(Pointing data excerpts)
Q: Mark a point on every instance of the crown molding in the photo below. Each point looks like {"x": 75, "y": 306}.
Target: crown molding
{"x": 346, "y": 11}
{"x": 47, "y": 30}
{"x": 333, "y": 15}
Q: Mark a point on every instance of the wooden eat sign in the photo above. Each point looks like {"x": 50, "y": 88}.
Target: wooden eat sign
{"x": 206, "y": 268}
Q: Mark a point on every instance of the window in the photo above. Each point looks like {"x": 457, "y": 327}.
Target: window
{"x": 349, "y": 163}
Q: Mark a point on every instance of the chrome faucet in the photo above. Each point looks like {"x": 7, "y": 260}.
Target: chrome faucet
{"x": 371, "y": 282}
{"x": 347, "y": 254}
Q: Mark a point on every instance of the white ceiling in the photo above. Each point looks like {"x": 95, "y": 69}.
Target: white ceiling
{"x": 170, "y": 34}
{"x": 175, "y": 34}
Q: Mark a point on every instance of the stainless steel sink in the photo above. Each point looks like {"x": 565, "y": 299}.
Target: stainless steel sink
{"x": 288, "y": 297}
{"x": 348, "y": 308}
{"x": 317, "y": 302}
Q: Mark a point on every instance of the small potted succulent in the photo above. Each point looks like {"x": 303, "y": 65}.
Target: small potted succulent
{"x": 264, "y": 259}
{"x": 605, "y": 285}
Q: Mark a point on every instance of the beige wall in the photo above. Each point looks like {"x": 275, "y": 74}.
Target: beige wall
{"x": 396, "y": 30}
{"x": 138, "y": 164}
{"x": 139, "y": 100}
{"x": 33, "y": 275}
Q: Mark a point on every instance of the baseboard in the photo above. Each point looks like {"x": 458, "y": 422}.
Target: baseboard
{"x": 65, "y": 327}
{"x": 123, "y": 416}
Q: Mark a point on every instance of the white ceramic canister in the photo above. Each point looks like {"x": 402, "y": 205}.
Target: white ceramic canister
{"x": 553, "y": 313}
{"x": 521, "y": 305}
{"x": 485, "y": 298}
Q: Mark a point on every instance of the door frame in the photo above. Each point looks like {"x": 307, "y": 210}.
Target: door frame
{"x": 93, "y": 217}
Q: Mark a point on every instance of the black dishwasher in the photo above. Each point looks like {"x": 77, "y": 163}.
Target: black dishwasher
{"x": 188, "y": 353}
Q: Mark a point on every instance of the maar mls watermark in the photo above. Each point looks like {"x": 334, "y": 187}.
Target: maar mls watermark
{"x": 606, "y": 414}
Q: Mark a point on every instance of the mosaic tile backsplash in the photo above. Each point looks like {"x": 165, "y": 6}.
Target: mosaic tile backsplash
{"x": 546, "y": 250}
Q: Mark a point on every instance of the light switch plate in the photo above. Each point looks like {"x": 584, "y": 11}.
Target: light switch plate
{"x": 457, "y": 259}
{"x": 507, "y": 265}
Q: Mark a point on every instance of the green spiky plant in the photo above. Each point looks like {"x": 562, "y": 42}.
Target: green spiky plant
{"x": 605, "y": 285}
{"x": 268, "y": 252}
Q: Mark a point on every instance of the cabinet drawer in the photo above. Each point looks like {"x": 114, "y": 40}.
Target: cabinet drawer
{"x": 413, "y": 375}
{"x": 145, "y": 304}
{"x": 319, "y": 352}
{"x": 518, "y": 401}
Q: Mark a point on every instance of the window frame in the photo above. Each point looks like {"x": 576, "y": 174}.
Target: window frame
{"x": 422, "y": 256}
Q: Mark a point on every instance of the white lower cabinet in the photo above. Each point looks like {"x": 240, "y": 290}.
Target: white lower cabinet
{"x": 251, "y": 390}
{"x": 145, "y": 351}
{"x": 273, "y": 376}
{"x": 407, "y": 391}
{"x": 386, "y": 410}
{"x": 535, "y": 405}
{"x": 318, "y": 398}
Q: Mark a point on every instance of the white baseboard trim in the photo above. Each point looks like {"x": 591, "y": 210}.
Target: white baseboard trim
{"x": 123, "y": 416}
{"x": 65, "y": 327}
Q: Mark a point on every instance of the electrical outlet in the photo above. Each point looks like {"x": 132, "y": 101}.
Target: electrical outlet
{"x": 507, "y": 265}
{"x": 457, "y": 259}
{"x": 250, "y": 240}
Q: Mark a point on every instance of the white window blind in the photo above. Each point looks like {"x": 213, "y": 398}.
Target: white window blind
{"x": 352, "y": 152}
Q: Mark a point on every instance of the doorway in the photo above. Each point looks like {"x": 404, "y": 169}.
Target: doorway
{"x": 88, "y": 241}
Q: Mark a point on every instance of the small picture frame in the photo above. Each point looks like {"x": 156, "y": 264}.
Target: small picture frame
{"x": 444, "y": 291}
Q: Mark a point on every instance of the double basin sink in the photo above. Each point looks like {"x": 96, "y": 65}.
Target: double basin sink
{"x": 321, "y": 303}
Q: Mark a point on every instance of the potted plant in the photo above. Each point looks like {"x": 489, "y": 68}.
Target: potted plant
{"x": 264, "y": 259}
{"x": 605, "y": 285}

:: To be done ::
Copy every one of the records above word for word, with no changes.

:: Response to this exercise ::
Q: Mark a point on every instance of the crown molding in the photo below. Each point looks like {"x": 75, "y": 306}.
Target: crown molding
{"x": 346, "y": 11}
{"x": 47, "y": 30}
{"x": 333, "y": 15}
Q: Mark a point on every instance of the wooden eat sign in the photo above. Each point looks like {"x": 50, "y": 88}.
Target: wooden eat sign
{"x": 206, "y": 268}
Q: Mark a point on every instance of the window in the photo above. Each point looks like {"x": 457, "y": 327}.
Target: window
{"x": 349, "y": 163}
Q: Mark a point on every instance of the chrome faucet in the photo above. Each point looks like {"x": 7, "y": 260}.
Target: chrome faucet
{"x": 371, "y": 282}
{"x": 347, "y": 254}
Q: Mark a point on every instance of the white ceiling in the photo above. Each point looks like {"x": 95, "y": 69}.
Target: white ceiling
{"x": 170, "y": 34}
{"x": 175, "y": 34}
Q: Mark a point on every instance of the stainless steel sink in the photo above. Each point looks like {"x": 565, "y": 299}.
Target: stainless steel sink
{"x": 288, "y": 297}
{"x": 348, "y": 308}
{"x": 317, "y": 302}
Q: Mark a point on every instance of the small potted succulent in the photo above. Each point looks like {"x": 303, "y": 65}.
Target: small potted succulent
{"x": 264, "y": 259}
{"x": 605, "y": 285}
Q: Mark a point on every instance of the beige wall in the photo above. Each point looks like {"x": 275, "y": 74}.
Target: beige wall
{"x": 396, "y": 30}
{"x": 138, "y": 164}
{"x": 139, "y": 100}
{"x": 33, "y": 275}
Q: Mark a point on every instance of the baseboard in the photo above. Each point looks like {"x": 458, "y": 422}.
Target: baseboard
{"x": 65, "y": 327}
{"x": 123, "y": 416}
Q: Mark a point on every instance of the white ceramic canister in the photo above. Each point looks like {"x": 402, "y": 205}.
Target: white ceramic canister
{"x": 553, "y": 313}
{"x": 521, "y": 305}
{"x": 485, "y": 298}
Q: Mark a point on every instance of the door frame in the photo above. Each point looks like {"x": 307, "y": 210}.
Target: door frame
{"x": 93, "y": 217}
Q: Mark a point on every instance of the black dishwasher in the photo above. Each point looks like {"x": 77, "y": 163}.
Target: black dishwasher
{"x": 188, "y": 353}
Q: Mark a point on every instance of the maar mls watermark in the photo above. Each point looks like {"x": 334, "y": 187}.
Target: maar mls watermark
{"x": 606, "y": 414}
Q: Mark a point on every instance of the mosaic tile backsplash in the photo above. Each point looks like {"x": 165, "y": 6}.
Target: mosaic tile backsplash
{"x": 546, "y": 250}
Q: Mark a point on every instance of the light switch plate in the photo above. Each point looks like {"x": 584, "y": 11}.
Target: light switch plate
{"x": 457, "y": 259}
{"x": 507, "y": 265}
Q: Mark a point on every instance of the green spiky plant in the photo above. Each point looks like {"x": 562, "y": 42}.
Target: green spiky plant
{"x": 605, "y": 285}
{"x": 268, "y": 252}
Q: Mark a point on every instance of the cabinet drawer in the photo above. Each point looks like {"x": 114, "y": 40}.
Target: cabinet drawer
{"x": 413, "y": 375}
{"x": 145, "y": 304}
{"x": 319, "y": 352}
{"x": 518, "y": 401}
Q: Mark a point on every instance of the window frame in the photo above. Each point looks like {"x": 576, "y": 174}.
Target: window frame
{"x": 422, "y": 256}
Q: Mark a point on every instance of the white lower cabinet in the photo above. Each point looks like {"x": 240, "y": 290}.
Target: white lower cabinet
{"x": 251, "y": 390}
{"x": 145, "y": 351}
{"x": 273, "y": 376}
{"x": 407, "y": 391}
{"x": 386, "y": 410}
{"x": 535, "y": 405}
{"x": 318, "y": 398}
Q: Mark a point on every instance of the white baseboard trim in the photo above. Each point looks like {"x": 591, "y": 210}.
Target: white baseboard trim
{"x": 123, "y": 416}
{"x": 65, "y": 327}
Q: Mark a point on every instance of the electrical outlet in the photo above. Each point looks like {"x": 132, "y": 101}.
Target: electrical outlet
{"x": 507, "y": 265}
{"x": 457, "y": 259}
{"x": 250, "y": 240}
Q: Mark a point on every instance of the white window blind in the photo above. Each point looks like {"x": 213, "y": 398}.
Target: white window blind
{"x": 352, "y": 152}
Q: Mark a point on every instance of the doorway in the photo above. Each point looks like {"x": 404, "y": 169}.
Target: doorway
{"x": 88, "y": 241}
Q: Mark a point on every instance of the small picture frame in the photo above. Each point looks like {"x": 156, "y": 264}.
Target: small picture frame
{"x": 444, "y": 291}
Q: Mark a point on every instance of the double basin sink in the photo above. Each point looks like {"x": 96, "y": 65}.
Target: double basin sink
{"x": 321, "y": 303}
Q: Mark a point on every instance of the potted plant in the photo above. Each point looks like {"x": 489, "y": 68}.
Target: potted plant
{"x": 264, "y": 259}
{"x": 605, "y": 285}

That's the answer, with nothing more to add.